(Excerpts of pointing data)
##########

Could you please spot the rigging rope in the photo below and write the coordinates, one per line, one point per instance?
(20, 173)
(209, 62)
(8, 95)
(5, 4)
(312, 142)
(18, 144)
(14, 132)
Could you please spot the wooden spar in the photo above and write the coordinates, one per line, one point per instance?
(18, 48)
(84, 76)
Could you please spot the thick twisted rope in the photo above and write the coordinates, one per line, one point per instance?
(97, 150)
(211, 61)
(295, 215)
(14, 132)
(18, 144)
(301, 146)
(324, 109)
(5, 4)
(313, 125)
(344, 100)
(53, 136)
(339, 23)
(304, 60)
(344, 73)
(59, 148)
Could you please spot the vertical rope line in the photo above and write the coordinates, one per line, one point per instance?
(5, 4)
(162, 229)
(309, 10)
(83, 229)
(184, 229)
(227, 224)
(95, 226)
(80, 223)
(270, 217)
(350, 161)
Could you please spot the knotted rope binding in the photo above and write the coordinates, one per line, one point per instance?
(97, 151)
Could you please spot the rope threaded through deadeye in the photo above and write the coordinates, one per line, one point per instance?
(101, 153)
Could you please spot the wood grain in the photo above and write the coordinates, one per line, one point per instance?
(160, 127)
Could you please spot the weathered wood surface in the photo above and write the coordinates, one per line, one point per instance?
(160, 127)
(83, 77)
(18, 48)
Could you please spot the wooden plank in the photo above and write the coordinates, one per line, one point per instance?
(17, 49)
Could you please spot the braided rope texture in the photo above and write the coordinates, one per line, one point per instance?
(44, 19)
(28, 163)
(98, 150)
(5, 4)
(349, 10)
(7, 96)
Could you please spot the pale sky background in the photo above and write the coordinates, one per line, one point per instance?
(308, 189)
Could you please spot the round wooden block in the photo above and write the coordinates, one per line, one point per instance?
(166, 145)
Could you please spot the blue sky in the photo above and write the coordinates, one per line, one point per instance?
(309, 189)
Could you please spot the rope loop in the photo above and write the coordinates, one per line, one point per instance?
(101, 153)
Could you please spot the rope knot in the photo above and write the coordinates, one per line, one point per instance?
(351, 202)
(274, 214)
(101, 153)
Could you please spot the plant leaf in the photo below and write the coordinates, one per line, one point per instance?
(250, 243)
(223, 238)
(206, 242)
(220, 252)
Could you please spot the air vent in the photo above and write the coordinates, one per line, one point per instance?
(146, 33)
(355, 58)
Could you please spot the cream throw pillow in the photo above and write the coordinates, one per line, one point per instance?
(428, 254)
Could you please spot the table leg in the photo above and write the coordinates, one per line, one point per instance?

##########

### Challenge
Copy every line of the records, requests included, from the line with "Could you please spot the round" up to and including the last line, and shift each coordinate number in the answers by adding 71 to it.

### Answer to the task
Could you please spot the round wooden block in the photo above and write the coordinates, one per line, one point per instance?
(237, 216)
Could you please spot the blue sky in the photo above and write the coordinates, one per line, one point per instance?
(380, 260)
Could you please spot the rope loop in the photo above and write the coordinates, one per line, one point per instance?
(172, 224)
Could you please spot the rope knot in the photo above and write the coordinates, one per line, one point per instance?
(422, 273)
(345, 285)
(172, 224)
Could you please spot the plant leaf in the photo below and write the coordinates, one per line, one point per instance?
(321, 314)
(294, 309)
(277, 313)
(291, 323)
Could you please spot the air vent in the photo above and write the coordinates, one per line, one point per instance?
(217, 104)
(426, 129)
Could you please spot the cream throw pillow in the photo above and write the coordinates, one per line, one point per instance?
(499, 325)
Could you please spot the table leg in the photo above and write the coordinates, one per line, one point per instance?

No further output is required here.